WORKING DATA:
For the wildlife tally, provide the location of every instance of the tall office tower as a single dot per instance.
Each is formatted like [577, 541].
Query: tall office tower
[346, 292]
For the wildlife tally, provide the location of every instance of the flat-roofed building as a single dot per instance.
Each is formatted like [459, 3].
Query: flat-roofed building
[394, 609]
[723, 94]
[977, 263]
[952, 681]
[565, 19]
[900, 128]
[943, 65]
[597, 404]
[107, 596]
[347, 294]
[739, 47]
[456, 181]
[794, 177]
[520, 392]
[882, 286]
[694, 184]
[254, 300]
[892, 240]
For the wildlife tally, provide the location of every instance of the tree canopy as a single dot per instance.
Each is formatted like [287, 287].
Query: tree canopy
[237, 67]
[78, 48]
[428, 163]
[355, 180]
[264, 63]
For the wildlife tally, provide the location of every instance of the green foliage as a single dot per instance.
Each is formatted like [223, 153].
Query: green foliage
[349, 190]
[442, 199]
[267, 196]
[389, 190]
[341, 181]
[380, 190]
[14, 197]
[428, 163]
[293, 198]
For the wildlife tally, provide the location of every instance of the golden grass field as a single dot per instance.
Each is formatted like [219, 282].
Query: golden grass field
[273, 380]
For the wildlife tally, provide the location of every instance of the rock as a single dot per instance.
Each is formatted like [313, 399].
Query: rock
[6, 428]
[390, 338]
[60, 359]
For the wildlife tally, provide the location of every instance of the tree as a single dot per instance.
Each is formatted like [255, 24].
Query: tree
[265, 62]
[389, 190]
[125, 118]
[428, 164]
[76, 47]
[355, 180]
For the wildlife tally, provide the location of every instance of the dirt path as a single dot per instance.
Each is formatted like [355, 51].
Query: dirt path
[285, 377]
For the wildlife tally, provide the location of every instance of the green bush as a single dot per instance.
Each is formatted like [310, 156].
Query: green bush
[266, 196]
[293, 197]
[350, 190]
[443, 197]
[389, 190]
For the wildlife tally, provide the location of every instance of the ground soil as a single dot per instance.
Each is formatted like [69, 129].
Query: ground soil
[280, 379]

WHAT IS REQUIRED: Return all of the rows above unchanged, line for line.

EXERCISE OUTPUT:
For the wildlife tally, provide the location of every instance of the tall office tower as a single dot per instance.
Each is formatted like [577, 541].
Query: tall office tower
[346, 292]
For the wildlife tally, provide the location of every instance of the flat-roofed building as a single dot per instance.
Each is formatted like [459, 3].
Query: flat-roofed building
[394, 609]
[723, 94]
[977, 263]
[952, 681]
[565, 19]
[900, 128]
[943, 65]
[597, 404]
[107, 596]
[347, 294]
[739, 47]
[456, 181]
[794, 177]
[520, 392]
[882, 286]
[694, 184]
[254, 300]
[892, 240]
For the wildlife tally, provide the location of every instance of the tree canopy as a single dot per instance.
Each is formatted like [287, 287].
Query: tree canopy
[237, 67]
[78, 48]
[428, 163]
[355, 180]
[264, 63]
For the wildlife tally, provide the location of every instance of the green foliage as a single dot per instance.
Each is formatted like [223, 153].
Query: green foliage
[349, 190]
[442, 199]
[267, 196]
[389, 190]
[341, 181]
[380, 190]
[14, 197]
[428, 163]
[293, 198]
For the wildlife tally, provide the location of every instance of the golden grass field as a single dot per instance.
Each is formatted like [219, 282].
Query: golden grass field
[273, 380]
For the wildlife tally, provide the location of every instance of the rock as a single dot per instance.
Each is formatted like [313, 399].
Query: rock
[6, 428]
[390, 338]
[60, 359]
For the wildlife tally, provide the location of every instance of the tree as a single dot per instance.
Each is formatted like [255, 24].
Query: tree
[265, 62]
[389, 190]
[125, 118]
[428, 164]
[76, 47]
[355, 180]
For the wildlife tally, provide the location of every instance of the dirt path as a single dot per instance.
Each is formatted like [355, 51].
Query: dirt path
[285, 377]
For the wildlife tally, provide the location of every instance of the green bush as a single dot per instance.
Each is formatted like [310, 156].
Query: green bush
[266, 196]
[293, 197]
[350, 190]
[443, 197]
[389, 190]
For the wildlife tally, provide the location of every instance of the ground soil as a single dot per instance.
Each is formatted like [69, 129].
Query: ground soil
[280, 379]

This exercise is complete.